▸ **WORK INSTRUCTION**:
Every entry must be set down exactly in the answer; no pictures should appear.

[RECORDED INFORMATION — start]

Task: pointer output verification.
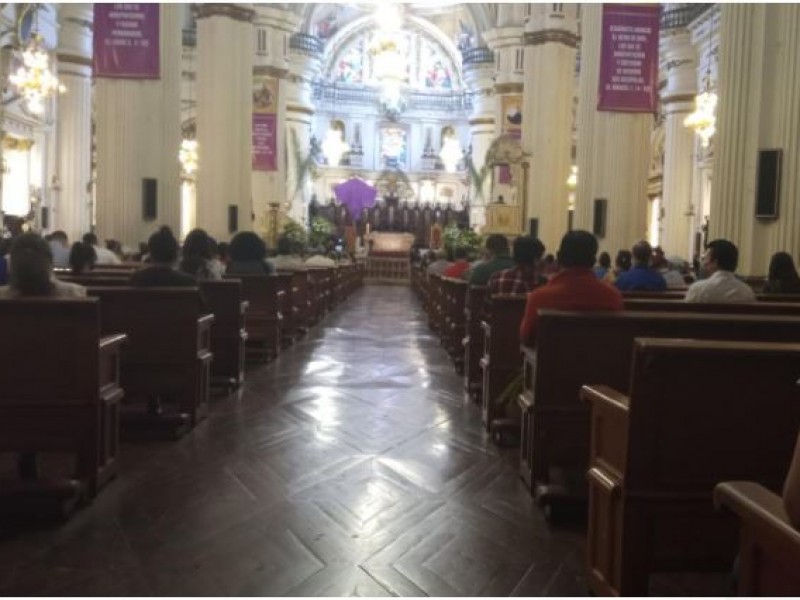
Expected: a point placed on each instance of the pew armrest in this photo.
(759, 510)
(610, 397)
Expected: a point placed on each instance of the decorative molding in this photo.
(676, 98)
(270, 71)
(300, 109)
(511, 87)
(74, 59)
(556, 36)
(232, 11)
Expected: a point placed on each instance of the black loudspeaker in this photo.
(599, 223)
(533, 228)
(149, 199)
(768, 180)
(233, 218)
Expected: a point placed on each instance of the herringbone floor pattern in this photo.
(349, 466)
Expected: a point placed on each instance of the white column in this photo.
(304, 66)
(224, 116)
(138, 136)
(677, 99)
(550, 46)
(73, 171)
(478, 76)
(613, 152)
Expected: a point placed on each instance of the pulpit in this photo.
(389, 256)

[RECORDED INFORMATION — finish]

▸ **RESPONSE FOR THIS EXERCISE**:
Task: pointer output verification.
Expected: a point placed on each instance of the pew armrest in this photo.
(759, 510)
(610, 397)
Expected: a point placed on each instance of the decorative molding in this photo.
(676, 98)
(270, 71)
(300, 109)
(511, 87)
(74, 59)
(556, 36)
(232, 11)
Expected: a point placed on each instance of the black loudspeaker in this photo.
(599, 223)
(533, 228)
(149, 199)
(768, 180)
(233, 218)
Expected: a point placed on each instance of the herringbone floor pattern in this photo.
(349, 466)
Expected: a point placed on each instance of the white column in this photo.
(304, 66)
(224, 116)
(138, 136)
(677, 99)
(550, 46)
(73, 171)
(478, 76)
(613, 152)
Expected: a point placed on each instance of the pulpit in this photo.
(389, 256)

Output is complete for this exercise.